Set problem –
Extract every one of the records below, reproducing each line verbatim.
--- Begin Data shown ---
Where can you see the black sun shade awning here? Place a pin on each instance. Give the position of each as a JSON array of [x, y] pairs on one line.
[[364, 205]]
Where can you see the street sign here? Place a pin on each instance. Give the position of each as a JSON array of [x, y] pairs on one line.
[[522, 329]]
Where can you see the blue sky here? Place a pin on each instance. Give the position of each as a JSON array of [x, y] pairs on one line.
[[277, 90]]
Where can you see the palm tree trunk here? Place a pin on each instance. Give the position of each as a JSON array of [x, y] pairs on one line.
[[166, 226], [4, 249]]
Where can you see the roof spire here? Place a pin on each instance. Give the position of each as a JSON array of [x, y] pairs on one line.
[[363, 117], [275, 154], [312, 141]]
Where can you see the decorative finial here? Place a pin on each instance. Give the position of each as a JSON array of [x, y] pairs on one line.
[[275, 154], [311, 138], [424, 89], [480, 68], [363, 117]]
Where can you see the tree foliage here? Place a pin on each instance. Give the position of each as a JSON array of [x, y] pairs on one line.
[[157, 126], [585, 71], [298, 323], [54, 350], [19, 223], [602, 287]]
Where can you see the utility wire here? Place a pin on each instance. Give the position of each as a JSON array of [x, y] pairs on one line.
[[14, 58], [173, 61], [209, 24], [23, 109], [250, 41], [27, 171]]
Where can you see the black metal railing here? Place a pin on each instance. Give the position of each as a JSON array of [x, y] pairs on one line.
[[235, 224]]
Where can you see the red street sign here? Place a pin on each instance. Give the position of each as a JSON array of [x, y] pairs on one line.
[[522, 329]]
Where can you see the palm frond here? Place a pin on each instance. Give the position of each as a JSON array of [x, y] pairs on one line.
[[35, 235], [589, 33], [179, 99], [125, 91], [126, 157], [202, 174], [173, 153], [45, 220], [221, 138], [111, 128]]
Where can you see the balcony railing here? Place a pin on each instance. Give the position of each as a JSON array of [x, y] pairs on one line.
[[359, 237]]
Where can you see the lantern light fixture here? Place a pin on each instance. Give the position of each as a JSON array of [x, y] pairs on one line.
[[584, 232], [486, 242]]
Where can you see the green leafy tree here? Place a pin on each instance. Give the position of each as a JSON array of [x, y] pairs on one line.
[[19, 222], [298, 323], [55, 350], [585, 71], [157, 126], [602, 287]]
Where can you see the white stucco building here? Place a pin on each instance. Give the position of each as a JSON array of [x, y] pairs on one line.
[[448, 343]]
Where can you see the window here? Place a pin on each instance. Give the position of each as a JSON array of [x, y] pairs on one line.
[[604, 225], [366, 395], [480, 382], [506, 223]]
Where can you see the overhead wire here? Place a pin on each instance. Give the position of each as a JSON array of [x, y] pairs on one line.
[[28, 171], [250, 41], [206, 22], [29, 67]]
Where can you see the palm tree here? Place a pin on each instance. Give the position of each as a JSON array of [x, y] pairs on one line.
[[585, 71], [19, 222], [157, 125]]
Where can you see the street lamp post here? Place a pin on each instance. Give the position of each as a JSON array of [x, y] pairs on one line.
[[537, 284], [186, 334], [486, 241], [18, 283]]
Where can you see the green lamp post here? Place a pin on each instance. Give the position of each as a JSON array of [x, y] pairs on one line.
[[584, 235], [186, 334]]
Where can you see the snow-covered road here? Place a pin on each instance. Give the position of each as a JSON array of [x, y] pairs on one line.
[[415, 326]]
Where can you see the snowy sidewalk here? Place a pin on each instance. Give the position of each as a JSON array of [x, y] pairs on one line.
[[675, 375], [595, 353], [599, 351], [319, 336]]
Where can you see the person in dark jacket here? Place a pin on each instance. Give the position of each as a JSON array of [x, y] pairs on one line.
--- End Data shown ---
Complete output –
Where can you see the black sun shade awning here? Place a pin on each instance. Give the position of each as a JSON array of [x, y] pairs on one line.
[[364, 205]]
Where can you see the street sign here? Place a pin on each instance. Give the position of each as a JSON array of [x, y] pairs on one line.
[[522, 329]]
Where can you see the blue sky here? Place a pin on each instance. Give the position of each as a JSON array of [x, y] pairs on one line.
[[277, 90]]
Where can you see the palm tree trunk here? Place a pin on each instance. Give the position of each as a JSON array of [x, y] pairs on one line.
[[166, 226], [4, 249]]
Where can you see the roof spire here? Place a pin on each instance. Give the position of each as a JSON array of [x, y] pairs on one line.
[[363, 117], [275, 154], [312, 141]]
Where can you see the decorative finial here? Place a pin on each instance. Give the position of each as a JSON array of [x, y] pairs on one line.
[[275, 154], [311, 138], [424, 89], [480, 68], [363, 117]]
Where can you see the tree foliage here? Place a pin on each instance. Give the position of each as a JSON array of [x, y] pairs on one line.
[[157, 126], [585, 71], [298, 323], [54, 350], [19, 223], [602, 287]]
Where can you see the utility wire here? Place a pin on each instance. Give the position of each as a JSON array of [x, y] pairs on one line.
[[14, 58], [173, 61], [209, 24], [23, 109], [250, 41], [27, 171]]
Where can you see the black metal railing here? Place a pin on each instance. Give the position of each as a JSON array of [x, y] pairs on one line.
[[235, 224]]
Where can you see the red street sign here? Place a pin on each instance. Give the position of each as a JSON array of [x, y] pairs on one line.
[[522, 329]]
Where can you see the palm frond here? Place a pin on each instance. Give the position of each as a JSON array of [x, y] pairs on one line.
[[35, 235], [589, 33], [179, 99], [125, 91], [126, 157], [202, 174], [173, 153], [45, 220], [221, 138], [111, 128]]
Where can you see the balcony railing here? Place a pin on each instance. Give the position of each as a JSON array of [x, y] pairs on one line.
[[359, 237]]
Where can you see the lantern light fixture here? Place a pin on each instance. Give the position of each as a JSON array of [x, y] pairs on one line.
[[584, 232], [486, 242]]
Where can you see the green leafy tree here? Place a pin on each instance. Give the position of each as a JSON array of [x, y] pairs on one line.
[[19, 222], [298, 323], [55, 350], [585, 71], [157, 126], [602, 287]]
Where can you see the white stucco building here? Place a pin on each instance. Give the position of each as a JSON array of [x, y] pairs on one line.
[[448, 343]]
Where can you see the window here? Place a pin on each instance. Give the position of each as a JSON array of [x, y] pairs on one line.
[[604, 225], [366, 395], [480, 382], [506, 223]]
Where can you see the overhead wire here? Place a pin on each instance. Give the position of each as a JSON array of [x, y] pairs on one line.
[[28, 171], [250, 41], [206, 22], [29, 67]]
Where can you see the palm tree here? Place a pin on each instance. Give the position of each as a JSON array of [x, y] pairs on one line.
[[585, 71], [19, 222], [157, 125]]
Where can you see the street lamp post here? Place a pin on each instance. Give the position of each as a JSON array of [x, y] pairs on one line.
[[537, 284], [186, 334], [486, 241], [18, 283]]
Where can you see the green lamp post here? Place a pin on each instance. Give the position of each as a JSON array of [x, y] pairs on one line.
[[584, 235], [186, 334]]
Where can you see the snow-covered road here? Place a pin on each instance. Give the position of each as a JSON array of [x, y] pairs on one line.
[[415, 326]]
Where can you see the snowy sidewalk here? Place a pin on each instance. Give the position of each as a JSON array of [x, y] pairs on one line.
[[675, 375], [595, 353], [599, 351], [319, 336]]
Where can you see the person in dark jacket here? Place a pin on each instance. Give the position of each as a JSON array of [x, y] pairs on one line.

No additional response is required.